▸ **REQUIRED WORK**: Could you reproduce the records from their first line up to and including the line containing "[[[0,239],[0,278],[7,277],[7,258],[5,257],[5,245]]]", requests and all, with every coordinate in the answers multiplied by 2.1 and rounded to a whole number, halves rounding up? Give only those lines, and leave any numbers in the requests unchanged.

--- BEGIN RECORDS FOR PROCESSING ---

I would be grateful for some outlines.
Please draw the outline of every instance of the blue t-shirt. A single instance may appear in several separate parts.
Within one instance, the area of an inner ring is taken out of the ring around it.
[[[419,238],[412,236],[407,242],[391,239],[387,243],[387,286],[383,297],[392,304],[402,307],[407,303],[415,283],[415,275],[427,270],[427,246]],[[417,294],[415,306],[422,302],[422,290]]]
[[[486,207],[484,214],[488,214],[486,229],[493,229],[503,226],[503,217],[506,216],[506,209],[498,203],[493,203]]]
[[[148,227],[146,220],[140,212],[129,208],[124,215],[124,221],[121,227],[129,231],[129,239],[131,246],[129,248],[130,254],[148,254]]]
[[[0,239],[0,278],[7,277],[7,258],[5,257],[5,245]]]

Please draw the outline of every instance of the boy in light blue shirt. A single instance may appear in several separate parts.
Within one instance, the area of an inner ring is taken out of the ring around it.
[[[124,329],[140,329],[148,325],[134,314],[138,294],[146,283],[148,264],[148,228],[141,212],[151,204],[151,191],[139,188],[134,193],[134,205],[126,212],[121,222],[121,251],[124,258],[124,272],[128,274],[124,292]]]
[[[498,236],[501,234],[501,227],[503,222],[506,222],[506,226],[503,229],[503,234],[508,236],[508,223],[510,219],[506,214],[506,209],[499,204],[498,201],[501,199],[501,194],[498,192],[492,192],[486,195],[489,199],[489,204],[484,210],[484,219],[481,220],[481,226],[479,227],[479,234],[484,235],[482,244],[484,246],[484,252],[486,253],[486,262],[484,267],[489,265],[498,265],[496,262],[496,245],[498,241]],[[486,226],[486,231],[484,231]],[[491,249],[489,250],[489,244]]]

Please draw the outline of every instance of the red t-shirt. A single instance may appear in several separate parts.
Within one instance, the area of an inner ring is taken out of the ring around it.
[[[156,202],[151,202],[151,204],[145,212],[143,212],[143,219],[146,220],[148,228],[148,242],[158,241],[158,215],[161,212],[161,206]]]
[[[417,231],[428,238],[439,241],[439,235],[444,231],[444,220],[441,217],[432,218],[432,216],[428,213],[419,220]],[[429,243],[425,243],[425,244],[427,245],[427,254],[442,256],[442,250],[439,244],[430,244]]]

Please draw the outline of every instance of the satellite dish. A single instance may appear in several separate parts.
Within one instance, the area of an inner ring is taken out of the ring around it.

--- END RECORDS FOR PROCESSING ---

▸ **EXERCISE ANSWER**:
I would be grateful for some outlines.
Please draw the outline of every instance of the blue t-shirt. A single instance may appear in several separate parts.
Within one instance, the area of an inner ring is taken out of the ring around it.
[[[880,500],[865,496],[855,508],[821,502],[813,510],[813,601],[804,624],[823,638],[844,645],[855,636],[872,594],[872,578],[897,567],[897,517]],[[876,617],[872,643],[886,634],[886,609]]]
[[[1021,435],[1016,449],[1025,449],[1021,481],[1035,481],[1056,475],[1056,456],[1063,454],[1063,439],[1046,426],[1035,426]]]
[[[311,477],[307,462],[294,445],[271,437],[260,452],[260,464],[254,477],[271,485],[271,502],[275,517],[271,521],[273,533],[311,533]]]
[[[0,502],[0,584],[15,582],[15,542],[11,540],[11,515]]]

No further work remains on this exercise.